## EXCERPTED RECORDS
++++++++++

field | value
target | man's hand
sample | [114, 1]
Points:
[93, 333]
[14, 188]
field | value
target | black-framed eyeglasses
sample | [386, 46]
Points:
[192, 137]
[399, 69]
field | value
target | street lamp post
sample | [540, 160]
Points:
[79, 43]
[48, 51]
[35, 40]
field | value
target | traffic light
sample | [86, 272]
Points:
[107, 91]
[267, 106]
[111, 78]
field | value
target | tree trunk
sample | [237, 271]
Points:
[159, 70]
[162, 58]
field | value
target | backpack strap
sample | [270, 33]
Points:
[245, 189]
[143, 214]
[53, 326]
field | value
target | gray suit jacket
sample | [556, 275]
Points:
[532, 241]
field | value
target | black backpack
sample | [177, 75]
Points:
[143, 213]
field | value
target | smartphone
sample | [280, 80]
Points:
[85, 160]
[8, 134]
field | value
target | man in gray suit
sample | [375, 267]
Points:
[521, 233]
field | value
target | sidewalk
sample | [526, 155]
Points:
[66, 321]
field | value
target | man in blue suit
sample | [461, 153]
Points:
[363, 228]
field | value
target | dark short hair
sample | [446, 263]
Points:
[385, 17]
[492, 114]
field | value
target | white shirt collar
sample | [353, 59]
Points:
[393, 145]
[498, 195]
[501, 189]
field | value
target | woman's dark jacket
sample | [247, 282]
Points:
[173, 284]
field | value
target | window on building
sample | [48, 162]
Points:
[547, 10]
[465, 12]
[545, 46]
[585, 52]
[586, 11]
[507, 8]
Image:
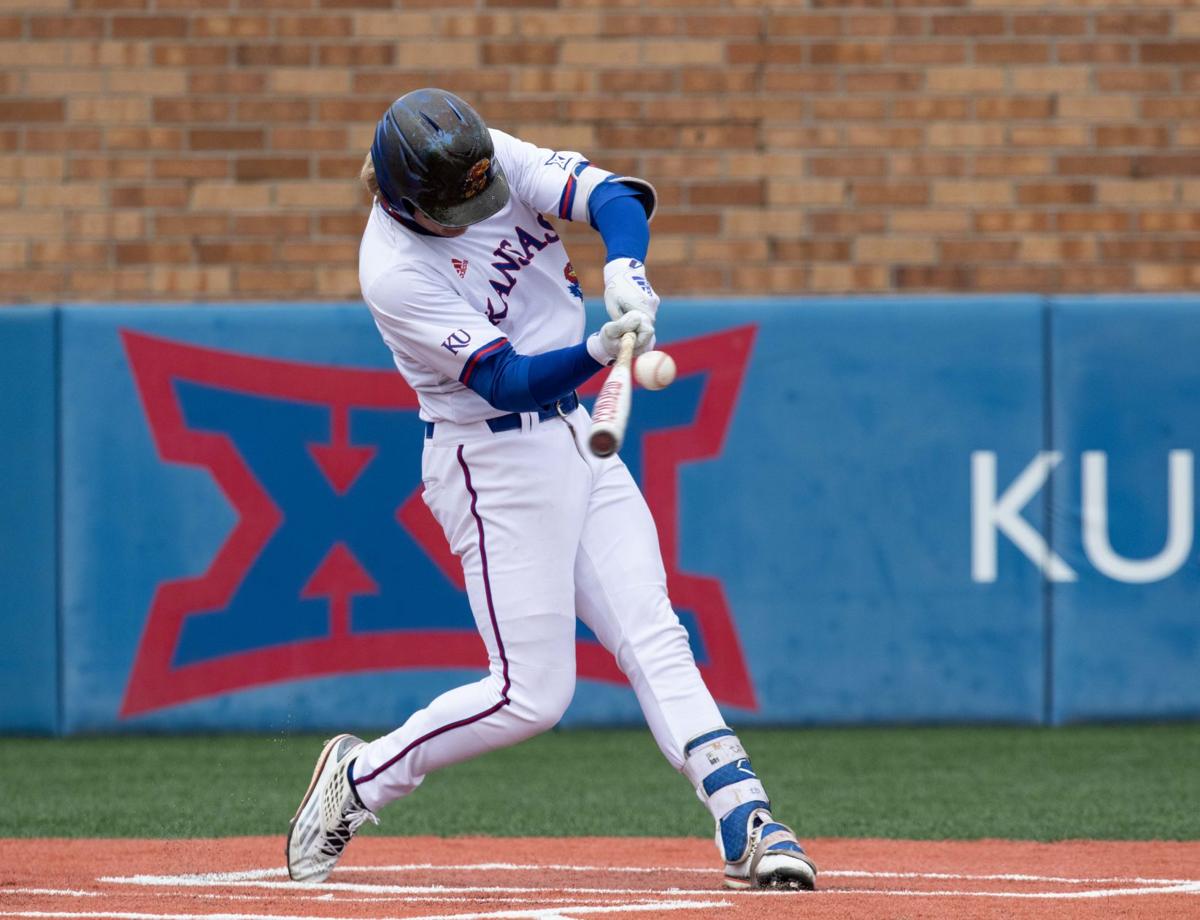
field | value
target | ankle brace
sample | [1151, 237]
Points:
[719, 769]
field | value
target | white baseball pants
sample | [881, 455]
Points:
[545, 531]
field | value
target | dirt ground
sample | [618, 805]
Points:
[388, 878]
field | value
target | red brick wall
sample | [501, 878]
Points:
[177, 149]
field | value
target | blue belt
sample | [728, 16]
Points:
[511, 421]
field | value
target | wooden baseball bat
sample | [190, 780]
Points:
[610, 415]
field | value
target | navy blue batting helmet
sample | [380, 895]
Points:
[433, 151]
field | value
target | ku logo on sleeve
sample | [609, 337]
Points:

++++++++++

## SHORT EXERCISE
Copy the whole listing above word for word but do not carry over the pictures.

## CORRECT RESPONSE
field | value
target | man's hand
sample | [114, 1]
Points:
[93, 333]
[14, 188]
field | value
target | black-framed eyeglasses
sample | [386, 46]
Points:
[192, 137]
[399, 69]
field | value
target | street lamp post
sample | [540, 160]
Points:
[79, 43]
[48, 51]
[35, 40]
field | value
target | traffic light
sample | [86, 272]
Points:
[107, 91]
[267, 106]
[111, 78]
field | value
target | tree trunk
sample | [237, 271]
Points:
[159, 70]
[162, 58]
field | value
target | backpack strap
sample | [270, 33]
Points:
[245, 189]
[143, 214]
[53, 326]
field | value
target | gray suit jacket
sample | [556, 275]
Points:
[532, 241]
field | value
target | black backpack
sample | [177, 75]
Points:
[143, 213]
field | value
target | smartphone
sample | [280, 80]
Points:
[85, 160]
[8, 134]
field | value
target | man in gray suit
sample | [375, 267]
Points:
[521, 233]
field | value
target | sidewalk
sample | [526, 155]
Points:
[66, 321]
field | value
target | man in blue suit
sample | [461, 153]
Points:
[363, 228]
field | value
target | dark short hair
sample | [446, 263]
Points:
[385, 17]
[492, 114]
field | value
target | white shirt collar
sample | [353, 59]
Points:
[393, 145]
[498, 195]
[501, 189]
field | value
target | woman's dark jacket
sample | [247, 282]
Points:
[173, 284]
field | value
target | window on building
sample | [48, 162]
Points:
[547, 10]
[465, 12]
[545, 46]
[585, 52]
[586, 11]
[507, 8]
Image:
field | value
target | ankle brace
sample | [1151, 237]
Points:
[719, 769]
field | value
target | white baseball pants
sample | [881, 455]
Points:
[545, 531]
field | value
target | dirt ground
sample | [618, 805]
Points:
[388, 878]
field | value
target | red brick wall
sample | [501, 878]
Points:
[177, 149]
field | value
target | blue belt
sample | [728, 16]
Points:
[511, 421]
field | value
target | wooden baseball bat
sample | [190, 780]
Points:
[610, 415]
field | value
target | navy blue batting helmet
sample | [380, 895]
Points:
[433, 151]
field | value
target | ku logo on sleeve
sample | [609, 337]
Points:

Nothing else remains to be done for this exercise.